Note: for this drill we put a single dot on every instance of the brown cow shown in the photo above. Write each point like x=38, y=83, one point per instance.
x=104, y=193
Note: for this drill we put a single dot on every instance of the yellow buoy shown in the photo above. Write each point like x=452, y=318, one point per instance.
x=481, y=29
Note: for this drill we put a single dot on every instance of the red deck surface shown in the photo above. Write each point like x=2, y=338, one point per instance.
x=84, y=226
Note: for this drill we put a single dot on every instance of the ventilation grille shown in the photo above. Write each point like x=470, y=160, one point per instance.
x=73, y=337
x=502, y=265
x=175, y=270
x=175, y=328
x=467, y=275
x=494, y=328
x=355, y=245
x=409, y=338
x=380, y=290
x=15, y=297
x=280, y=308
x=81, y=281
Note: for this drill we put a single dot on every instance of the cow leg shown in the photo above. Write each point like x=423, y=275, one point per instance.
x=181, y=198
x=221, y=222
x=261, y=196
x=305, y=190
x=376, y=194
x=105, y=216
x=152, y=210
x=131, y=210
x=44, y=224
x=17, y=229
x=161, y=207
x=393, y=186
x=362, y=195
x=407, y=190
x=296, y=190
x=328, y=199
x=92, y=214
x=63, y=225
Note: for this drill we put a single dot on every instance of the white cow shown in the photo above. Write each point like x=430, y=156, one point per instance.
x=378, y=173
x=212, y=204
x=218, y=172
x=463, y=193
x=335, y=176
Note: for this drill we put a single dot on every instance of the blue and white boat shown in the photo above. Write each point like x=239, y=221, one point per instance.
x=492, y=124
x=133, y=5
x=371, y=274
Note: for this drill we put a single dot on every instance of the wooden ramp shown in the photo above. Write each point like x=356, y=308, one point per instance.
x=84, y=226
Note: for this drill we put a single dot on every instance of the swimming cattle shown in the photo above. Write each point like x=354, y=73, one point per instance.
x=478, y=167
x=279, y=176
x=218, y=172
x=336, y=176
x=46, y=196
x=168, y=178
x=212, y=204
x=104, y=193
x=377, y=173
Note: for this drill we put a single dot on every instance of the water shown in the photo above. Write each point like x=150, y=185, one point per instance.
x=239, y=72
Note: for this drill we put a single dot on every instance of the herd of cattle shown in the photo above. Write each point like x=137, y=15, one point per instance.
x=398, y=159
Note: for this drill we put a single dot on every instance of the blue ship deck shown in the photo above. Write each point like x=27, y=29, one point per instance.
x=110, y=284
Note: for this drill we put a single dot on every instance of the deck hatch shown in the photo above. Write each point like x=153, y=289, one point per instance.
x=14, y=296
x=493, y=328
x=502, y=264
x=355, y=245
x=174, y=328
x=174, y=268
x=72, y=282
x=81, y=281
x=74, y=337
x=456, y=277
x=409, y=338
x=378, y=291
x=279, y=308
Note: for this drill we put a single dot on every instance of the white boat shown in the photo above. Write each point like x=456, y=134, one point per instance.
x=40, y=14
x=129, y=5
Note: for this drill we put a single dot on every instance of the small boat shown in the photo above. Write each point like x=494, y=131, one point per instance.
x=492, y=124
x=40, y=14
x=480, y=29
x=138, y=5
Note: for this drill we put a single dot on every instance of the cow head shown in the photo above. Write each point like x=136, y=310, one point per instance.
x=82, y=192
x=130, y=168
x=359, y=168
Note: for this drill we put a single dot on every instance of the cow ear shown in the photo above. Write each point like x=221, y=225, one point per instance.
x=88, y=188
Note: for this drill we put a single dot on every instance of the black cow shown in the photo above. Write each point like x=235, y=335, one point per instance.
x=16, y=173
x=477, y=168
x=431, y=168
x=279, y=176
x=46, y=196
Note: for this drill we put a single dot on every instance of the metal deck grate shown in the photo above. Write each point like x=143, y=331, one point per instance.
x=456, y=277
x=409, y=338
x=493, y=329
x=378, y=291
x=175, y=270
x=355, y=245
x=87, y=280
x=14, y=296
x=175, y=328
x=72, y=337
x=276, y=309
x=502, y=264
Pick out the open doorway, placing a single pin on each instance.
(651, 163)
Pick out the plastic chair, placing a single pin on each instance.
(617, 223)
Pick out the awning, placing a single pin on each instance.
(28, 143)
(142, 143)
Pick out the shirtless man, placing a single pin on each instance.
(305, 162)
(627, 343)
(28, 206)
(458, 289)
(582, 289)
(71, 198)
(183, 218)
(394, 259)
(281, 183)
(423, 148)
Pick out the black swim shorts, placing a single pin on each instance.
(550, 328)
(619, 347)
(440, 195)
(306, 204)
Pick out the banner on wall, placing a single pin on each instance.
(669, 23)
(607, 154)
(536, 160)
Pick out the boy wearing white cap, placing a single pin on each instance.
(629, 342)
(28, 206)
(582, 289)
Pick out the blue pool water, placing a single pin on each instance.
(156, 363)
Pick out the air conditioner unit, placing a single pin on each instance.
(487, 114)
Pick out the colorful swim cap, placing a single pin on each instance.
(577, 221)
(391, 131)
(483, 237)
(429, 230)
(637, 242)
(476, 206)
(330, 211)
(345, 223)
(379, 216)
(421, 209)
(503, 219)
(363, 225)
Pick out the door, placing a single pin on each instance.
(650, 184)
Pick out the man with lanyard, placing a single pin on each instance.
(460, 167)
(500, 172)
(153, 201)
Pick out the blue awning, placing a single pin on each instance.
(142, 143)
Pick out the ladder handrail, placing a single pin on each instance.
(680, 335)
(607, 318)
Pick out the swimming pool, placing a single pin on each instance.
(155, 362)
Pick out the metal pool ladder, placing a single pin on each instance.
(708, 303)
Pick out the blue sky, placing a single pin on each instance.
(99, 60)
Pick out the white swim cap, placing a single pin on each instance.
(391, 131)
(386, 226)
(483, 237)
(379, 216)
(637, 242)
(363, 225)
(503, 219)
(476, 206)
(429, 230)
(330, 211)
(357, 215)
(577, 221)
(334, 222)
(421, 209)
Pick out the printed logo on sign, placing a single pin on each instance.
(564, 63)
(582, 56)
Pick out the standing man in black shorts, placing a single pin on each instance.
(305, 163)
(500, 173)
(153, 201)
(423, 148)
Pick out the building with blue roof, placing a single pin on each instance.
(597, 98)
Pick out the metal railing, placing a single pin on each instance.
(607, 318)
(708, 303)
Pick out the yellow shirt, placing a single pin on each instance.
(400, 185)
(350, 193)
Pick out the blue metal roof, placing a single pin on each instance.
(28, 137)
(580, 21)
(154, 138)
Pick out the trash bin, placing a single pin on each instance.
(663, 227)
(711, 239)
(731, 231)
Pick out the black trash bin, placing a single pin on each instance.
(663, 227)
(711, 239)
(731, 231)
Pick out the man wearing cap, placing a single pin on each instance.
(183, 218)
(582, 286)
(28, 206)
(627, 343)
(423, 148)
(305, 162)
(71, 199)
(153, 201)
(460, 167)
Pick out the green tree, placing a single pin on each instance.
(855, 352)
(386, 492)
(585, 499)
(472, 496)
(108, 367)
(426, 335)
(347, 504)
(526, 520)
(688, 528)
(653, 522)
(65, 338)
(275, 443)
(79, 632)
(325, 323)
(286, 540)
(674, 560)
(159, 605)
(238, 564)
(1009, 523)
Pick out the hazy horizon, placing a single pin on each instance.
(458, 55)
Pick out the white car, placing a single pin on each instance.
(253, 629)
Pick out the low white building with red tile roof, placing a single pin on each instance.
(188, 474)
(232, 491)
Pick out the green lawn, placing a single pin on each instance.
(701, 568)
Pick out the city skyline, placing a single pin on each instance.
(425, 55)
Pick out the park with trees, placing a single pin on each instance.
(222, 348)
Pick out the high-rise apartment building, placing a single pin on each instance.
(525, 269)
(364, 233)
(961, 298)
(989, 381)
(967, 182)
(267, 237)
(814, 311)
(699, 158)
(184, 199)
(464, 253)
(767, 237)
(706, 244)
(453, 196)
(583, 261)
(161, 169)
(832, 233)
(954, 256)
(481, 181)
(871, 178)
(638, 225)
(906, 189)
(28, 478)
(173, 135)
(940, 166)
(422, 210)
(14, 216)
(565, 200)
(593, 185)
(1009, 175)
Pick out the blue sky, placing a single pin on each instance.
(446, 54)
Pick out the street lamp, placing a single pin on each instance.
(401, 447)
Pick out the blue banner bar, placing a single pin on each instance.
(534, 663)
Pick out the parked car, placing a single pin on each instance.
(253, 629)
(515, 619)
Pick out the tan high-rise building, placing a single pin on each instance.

********************

Final part of the records: return the line that contains "Pick out the low" and every line after it, exactly, with no other lines added.

Pick out the low white building with red tile roof, placing a single pin on each instance.
(188, 474)
(232, 491)
Pick out the green lawn, placing a single pin on each instance.
(701, 568)
Pick out the city skyline, placing a single pin on each instance.
(425, 55)
Pick out the park with trees, placing a single pin on each instance.
(222, 348)
Pick out the high-rise apartment building, placing a single pin on each instance.
(525, 269)
(364, 233)
(961, 298)
(989, 381)
(967, 182)
(267, 237)
(814, 311)
(699, 158)
(184, 199)
(464, 253)
(767, 237)
(706, 244)
(453, 196)
(583, 261)
(161, 169)
(832, 233)
(954, 256)
(481, 181)
(871, 178)
(638, 225)
(906, 189)
(28, 478)
(173, 135)
(940, 166)
(422, 210)
(14, 216)
(565, 200)
(593, 185)
(1009, 175)
Pick out the blue sky, placing a single pin on each instance.
(446, 54)
Pick out the street lamp, placing a single pin on each instance.
(401, 447)
Pick out the blue banner bar, placing a single pin on each instance.
(534, 663)
Pick out the parked car, placing a single pin on each instance.
(253, 629)
(515, 619)
Pick out the tan high-rise building, placing a single pin on each instance.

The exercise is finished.